### GOAL
Write out each record again exactly as it stands.
■ ■ ■ ■
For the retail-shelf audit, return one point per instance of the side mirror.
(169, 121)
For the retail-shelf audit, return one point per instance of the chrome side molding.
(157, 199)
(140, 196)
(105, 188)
■ ■ ■ ■
### EXERCISE SOLUTION
For the retail-shelf audit, return one point per instance of the side mirror.
(169, 121)
For the retail-shelf audit, return one point per instance of the chrome side molding.
(157, 199)
(140, 196)
(105, 188)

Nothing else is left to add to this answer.